═════ Passage shown

The facts of this case are generally common cause. The accused was the deceased’s daughter. She is a woman of advanced age though she said she does not know her age as she cannot, read or write. The deceased was staying with the accused at the farm where the accused worked. The deceased was aged and blind. She therefore needed the accused’s assistance as she at times soiled her cloathes. The accused had stayed with her for three years.
On 25 December 2007 the accused’s employer threw a Christmas party for his employees. The accused left for the party early in the morning. She left the deceased at home. She had given her food and left her drinking beer. The accused drank a lot of beer at the party resulting in her having to be carried home by Loyce Ruzvidzo and her husband. They left her sleeping in the verandah after Loyce had given the deceased food she had brought from the party. The accused must have been taken to her house before lunch as she says in her confirmed warned and cautioned statement, which was produced by consent, that her drunkenness prevented her from feasting on the sadza which had been prepared for the Christmas party. She slept in the verandah until sunset, when she woke up intending to go to the toilet. As she walked out she stepped on human excrement by the kitchen door. The deceased used the kitchen as her bedroom. The accused went into the kitchen and confronted the deceased, telling her that she must learn to use the toilet. The deceased responded by saying she had done what she did because she (“the accused”) had left her alone when she went to the party. The accused took a walking stick the deceased used for walking and assaulted the deceased on the forehead. As the deceased fell down she struck her again on the head. The deceased fell on bricks which were in the kitchen. The accused then struck her twice on the ribs, and left for the party.
The accused pleaded not guilty raising the defence of drunkenness and provocation. She said she was provoked by stepping on the deceased’s excrement and the deceased’s remark that she had defecated by the kitchen door because she (“the accused”), had left her (“the deceased”) alone when she went to the party. She further said her ability to properly assess the events and react appropriately was impaired by her having been drunk at the time she assaulted the deceased.
The State attempted to dispute the manner in which the assault took place by calling Dr Dhlakama and Jane Chimusanga. Dr Dhlakama’s evidence was to the effect that the depression he found on the occipital of the deceased’s head could not have been caused by a walking stick, unless it was a heavy one, as the skull bone is hard and can not be easily depressed. He however conceded that the depression could have been caused by the deceased falling on an object, but said that is unlikely, in view of the location of the depression. Under cross examination he agreed that, if the deceased fell headlong on to the bricks which were found with blood, such a fall could have caused the depressed skull.

══════════
═════ Stored data

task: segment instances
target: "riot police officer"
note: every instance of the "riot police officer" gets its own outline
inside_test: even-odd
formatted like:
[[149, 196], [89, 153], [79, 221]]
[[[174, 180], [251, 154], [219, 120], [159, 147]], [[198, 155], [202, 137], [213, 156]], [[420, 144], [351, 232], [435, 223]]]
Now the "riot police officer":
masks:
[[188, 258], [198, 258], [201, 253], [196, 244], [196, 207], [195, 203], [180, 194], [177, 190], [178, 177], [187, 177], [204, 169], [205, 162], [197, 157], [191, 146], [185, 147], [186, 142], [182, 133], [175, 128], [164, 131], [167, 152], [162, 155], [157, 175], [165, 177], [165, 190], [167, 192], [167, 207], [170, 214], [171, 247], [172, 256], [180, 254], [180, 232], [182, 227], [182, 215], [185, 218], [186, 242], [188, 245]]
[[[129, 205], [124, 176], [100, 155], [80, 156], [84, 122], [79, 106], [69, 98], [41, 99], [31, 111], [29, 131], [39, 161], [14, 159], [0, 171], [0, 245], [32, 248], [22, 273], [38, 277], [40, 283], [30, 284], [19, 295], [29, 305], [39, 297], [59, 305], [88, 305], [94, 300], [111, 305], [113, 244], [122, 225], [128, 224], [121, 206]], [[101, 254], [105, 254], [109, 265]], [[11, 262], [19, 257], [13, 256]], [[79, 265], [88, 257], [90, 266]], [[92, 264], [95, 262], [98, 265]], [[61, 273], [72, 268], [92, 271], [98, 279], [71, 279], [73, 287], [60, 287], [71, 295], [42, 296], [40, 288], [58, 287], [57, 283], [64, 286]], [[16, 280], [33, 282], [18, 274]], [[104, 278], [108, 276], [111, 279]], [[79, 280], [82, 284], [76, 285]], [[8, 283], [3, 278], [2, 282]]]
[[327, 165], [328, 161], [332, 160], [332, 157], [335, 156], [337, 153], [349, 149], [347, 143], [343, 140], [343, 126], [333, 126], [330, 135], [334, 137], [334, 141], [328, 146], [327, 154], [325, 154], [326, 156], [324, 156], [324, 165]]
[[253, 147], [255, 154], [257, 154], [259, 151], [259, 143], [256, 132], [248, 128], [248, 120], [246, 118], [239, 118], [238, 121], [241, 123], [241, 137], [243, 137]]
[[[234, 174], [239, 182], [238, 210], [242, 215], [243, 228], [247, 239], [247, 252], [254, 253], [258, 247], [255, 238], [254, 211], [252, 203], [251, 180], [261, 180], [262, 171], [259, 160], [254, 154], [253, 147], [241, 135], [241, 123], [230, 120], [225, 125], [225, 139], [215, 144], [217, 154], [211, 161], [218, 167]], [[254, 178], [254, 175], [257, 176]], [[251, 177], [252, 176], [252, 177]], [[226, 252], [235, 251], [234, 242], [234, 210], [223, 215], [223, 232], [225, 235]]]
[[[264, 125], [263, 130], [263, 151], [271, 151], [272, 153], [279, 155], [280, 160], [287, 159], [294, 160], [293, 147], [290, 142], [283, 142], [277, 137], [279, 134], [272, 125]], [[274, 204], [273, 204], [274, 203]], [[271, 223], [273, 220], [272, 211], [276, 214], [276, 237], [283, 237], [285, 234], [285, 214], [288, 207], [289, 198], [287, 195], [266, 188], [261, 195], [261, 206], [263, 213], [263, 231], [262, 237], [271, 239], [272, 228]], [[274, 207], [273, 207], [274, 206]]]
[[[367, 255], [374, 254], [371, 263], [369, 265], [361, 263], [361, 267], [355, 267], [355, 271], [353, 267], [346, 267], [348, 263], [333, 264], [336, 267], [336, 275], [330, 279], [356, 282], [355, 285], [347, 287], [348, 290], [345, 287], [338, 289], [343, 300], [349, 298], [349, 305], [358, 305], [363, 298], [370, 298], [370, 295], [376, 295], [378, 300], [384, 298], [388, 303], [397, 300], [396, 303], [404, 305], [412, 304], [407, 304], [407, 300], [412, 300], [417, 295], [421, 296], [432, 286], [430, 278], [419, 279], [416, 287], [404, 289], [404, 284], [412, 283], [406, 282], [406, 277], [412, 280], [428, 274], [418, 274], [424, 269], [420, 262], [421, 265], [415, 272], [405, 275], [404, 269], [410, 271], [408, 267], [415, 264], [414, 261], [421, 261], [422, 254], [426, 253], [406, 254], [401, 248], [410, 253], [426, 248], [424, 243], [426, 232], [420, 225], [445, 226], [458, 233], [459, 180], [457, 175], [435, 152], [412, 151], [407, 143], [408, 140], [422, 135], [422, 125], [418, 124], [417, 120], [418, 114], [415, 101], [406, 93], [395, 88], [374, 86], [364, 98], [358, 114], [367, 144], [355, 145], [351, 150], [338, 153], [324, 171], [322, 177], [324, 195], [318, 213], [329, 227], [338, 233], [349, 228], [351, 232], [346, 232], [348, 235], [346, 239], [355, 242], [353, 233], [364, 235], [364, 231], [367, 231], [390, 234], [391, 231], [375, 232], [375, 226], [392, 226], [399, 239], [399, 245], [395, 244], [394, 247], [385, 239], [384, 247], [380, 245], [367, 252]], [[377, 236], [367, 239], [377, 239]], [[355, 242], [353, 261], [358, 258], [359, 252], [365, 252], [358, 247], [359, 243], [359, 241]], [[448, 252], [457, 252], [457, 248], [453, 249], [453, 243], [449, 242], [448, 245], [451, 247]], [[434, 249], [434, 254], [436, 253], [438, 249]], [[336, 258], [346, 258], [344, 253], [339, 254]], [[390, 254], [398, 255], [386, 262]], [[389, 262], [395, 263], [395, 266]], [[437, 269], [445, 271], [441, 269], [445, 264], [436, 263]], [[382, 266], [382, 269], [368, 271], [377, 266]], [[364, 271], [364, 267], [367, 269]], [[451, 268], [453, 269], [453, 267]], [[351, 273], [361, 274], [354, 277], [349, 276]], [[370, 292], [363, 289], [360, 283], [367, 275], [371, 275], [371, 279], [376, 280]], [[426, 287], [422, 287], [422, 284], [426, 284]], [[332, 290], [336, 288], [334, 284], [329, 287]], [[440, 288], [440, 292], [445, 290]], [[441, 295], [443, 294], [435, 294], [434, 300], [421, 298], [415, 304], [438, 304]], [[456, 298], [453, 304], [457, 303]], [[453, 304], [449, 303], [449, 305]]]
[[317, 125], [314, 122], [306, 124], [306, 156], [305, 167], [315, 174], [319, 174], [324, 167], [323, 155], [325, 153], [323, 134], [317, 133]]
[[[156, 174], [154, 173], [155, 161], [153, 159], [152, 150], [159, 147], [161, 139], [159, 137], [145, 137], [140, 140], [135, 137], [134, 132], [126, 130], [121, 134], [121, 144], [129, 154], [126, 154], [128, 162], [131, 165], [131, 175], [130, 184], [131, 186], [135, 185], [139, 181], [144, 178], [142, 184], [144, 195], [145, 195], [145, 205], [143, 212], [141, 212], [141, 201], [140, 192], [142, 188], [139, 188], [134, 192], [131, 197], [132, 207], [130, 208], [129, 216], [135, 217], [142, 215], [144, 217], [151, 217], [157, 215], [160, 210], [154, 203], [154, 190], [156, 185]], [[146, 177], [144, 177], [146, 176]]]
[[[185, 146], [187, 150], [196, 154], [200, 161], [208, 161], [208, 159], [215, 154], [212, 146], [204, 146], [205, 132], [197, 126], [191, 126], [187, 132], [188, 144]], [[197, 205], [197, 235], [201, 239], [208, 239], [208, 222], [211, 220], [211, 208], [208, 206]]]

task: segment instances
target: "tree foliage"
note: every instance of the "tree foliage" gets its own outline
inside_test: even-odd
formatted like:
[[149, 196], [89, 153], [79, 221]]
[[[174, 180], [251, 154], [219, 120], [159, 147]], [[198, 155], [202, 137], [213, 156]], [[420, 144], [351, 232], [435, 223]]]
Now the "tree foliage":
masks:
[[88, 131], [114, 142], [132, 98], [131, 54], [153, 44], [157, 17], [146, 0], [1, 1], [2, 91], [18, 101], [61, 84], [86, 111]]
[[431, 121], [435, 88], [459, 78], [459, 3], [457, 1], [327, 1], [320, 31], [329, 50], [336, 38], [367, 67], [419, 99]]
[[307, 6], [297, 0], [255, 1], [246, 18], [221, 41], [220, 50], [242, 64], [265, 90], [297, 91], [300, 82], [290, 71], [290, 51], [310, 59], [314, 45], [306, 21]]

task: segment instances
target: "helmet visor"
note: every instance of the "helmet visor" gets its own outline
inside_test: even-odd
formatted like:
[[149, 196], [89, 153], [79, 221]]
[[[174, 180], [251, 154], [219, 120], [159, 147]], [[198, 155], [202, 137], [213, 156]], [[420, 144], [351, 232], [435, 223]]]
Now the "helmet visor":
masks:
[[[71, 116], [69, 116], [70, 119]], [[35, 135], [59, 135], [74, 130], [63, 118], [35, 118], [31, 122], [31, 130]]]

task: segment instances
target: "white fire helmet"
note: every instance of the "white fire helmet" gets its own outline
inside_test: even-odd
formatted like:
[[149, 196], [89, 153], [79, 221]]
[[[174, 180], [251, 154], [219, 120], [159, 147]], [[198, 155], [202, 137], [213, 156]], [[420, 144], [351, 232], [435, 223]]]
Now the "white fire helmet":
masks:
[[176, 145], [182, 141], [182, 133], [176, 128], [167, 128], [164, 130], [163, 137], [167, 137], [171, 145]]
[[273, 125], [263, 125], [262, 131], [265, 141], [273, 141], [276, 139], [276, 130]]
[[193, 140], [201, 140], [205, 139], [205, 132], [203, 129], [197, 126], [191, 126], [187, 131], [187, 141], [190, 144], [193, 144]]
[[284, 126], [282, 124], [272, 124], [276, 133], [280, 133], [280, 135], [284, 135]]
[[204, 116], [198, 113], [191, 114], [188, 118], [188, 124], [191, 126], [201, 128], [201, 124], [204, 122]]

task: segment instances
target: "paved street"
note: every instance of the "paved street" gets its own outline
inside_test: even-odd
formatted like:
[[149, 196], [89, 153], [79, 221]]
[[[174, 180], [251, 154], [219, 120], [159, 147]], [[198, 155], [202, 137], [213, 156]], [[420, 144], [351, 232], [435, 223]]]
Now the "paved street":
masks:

══════════

What you have to do.
Answer these questions from the judgment excerpt:
1. For how many years had the accused stayed with the deceased?
2. Who carried the accused home from the Christmas party?
3. What two defenses did the accused raise when pleading not guilty?

Reply to the task.
1. Three years.
2. Loyce Ruzvidzo and her husband.
3. Drunkenness and provocation.